É como se nunca tivessem pedido ao Pai que seu Reino venha, e sua vontade seja feita assim na terra como no céu... É como se nunca tivessem decifrado o sentido profundo dos muitos e variados milagres-sinais do único Mestre... É como se nunca houvessem escutado a parábola do Samaritano e a sentença proferida por Jesus para os escribas, fariseus e sacerdotes de todos os tempos: vá e faça a mesma coisa! (Lc 10,25-37)

É possível que o próprio Dom Helder, pela mesma formação religiosa e teológica que recebera, em seu tempo, mais de uma vez, ao longo da sua vida, tenha parado para se perguntar, não sem um tanto de angústia existencial, se o caminho era esse, se esse era o jeito de caminhar... Pois a Igreja de seus contemporâneos, há muito tempo que havia optado por caminhos outros ou pelo jeito de caminhar do sacerdote e do levita; há muito tempo que perdera a postura do samaritano. Pelo menos, não se dera conta de que o samaritano, hoje, são nada menos que aqueles dois terços da humanidade que vivem abaixo da linha da pobreza, refrão de todos os discursos de Dom Helder, pelos caminhos todos que percorreu, nem sempre com agrado e aval de seus irmãos bispos, inclusive, do bispo de Roma, em que pese o abraço que recebera por ser irmão dos pobres.
- - - -
Instruções do exercício >>
Copie na íntegra o trecho sobre Dom Helder, sem alterar nenhuma palavra ou sinal. A listagem constitui material à parte, independente do trecho sobre Dom Helder.

Dados apresentados >>
- - - -
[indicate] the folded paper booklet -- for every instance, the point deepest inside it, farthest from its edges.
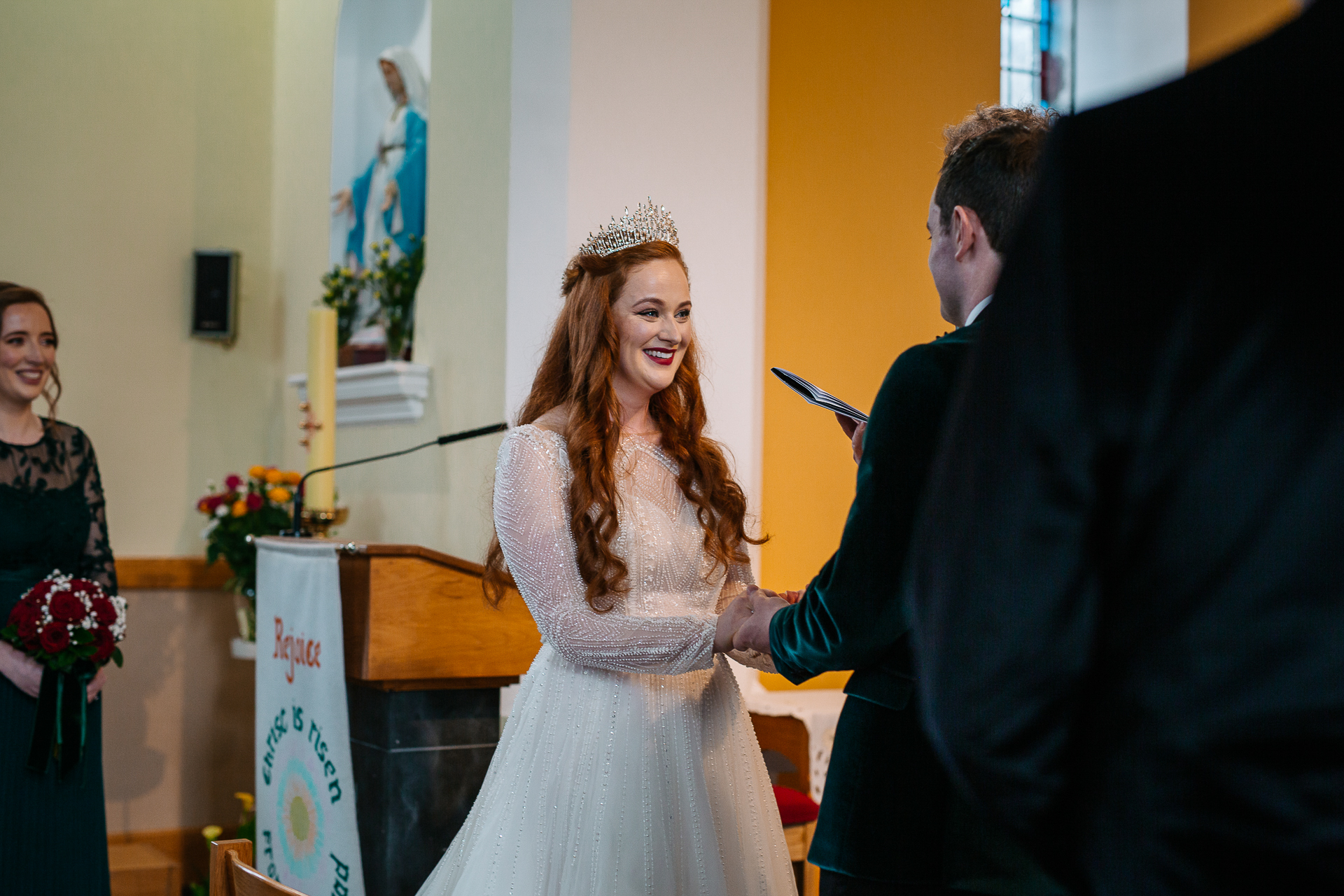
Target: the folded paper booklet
(818, 397)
- - - -
Resposta final >>
É como se nunca tivessem pedido ao Pai que seu Reino venha, e sua vontade seja feita assim na terra como no céu... É como se nunca tivessem decifrado o sentido profundo dos muitos e variados milagres-sinais do único Mestre... É como se nunca houvessem escutado a parábola do Samaritano e a sentença proferida por Jesus para os escribas, fariseus e sacerdotes de todos os tempos: vá e faça a mesma coisa! (Lc 10,25-37)

É possível que o próprio Dom Helder, pela mesma formação religiosa e teológica que recebera, em seu tempo, mais de uma vez, ao longo da sua vida, tenha parado para se perguntar, não sem um tanto de angústia existencial, se o caminho era esse, se esse era o jeito de caminhar... Pois a Igreja de seus contemporâneos, há muito tempo que havia optado por caminhos outros ou pelo jeito de caminhar do sacerdote e do levita; há muito tempo que perdera a postura do samaritano. Pelo menos, não se dera conta de que o samaritano, hoje, são nada menos que aqueles dois terços da humanidade que vivem abaixo da linha da pobreza, refrão de todos os discursos de Dom Helder, pelos caminhos todos que percorreu, nem sempre com agrado e aval de seus irmãos bispos, inclusive, do bispo de Roma, em que pese o abraço que recebera por ser irmão dos pobres.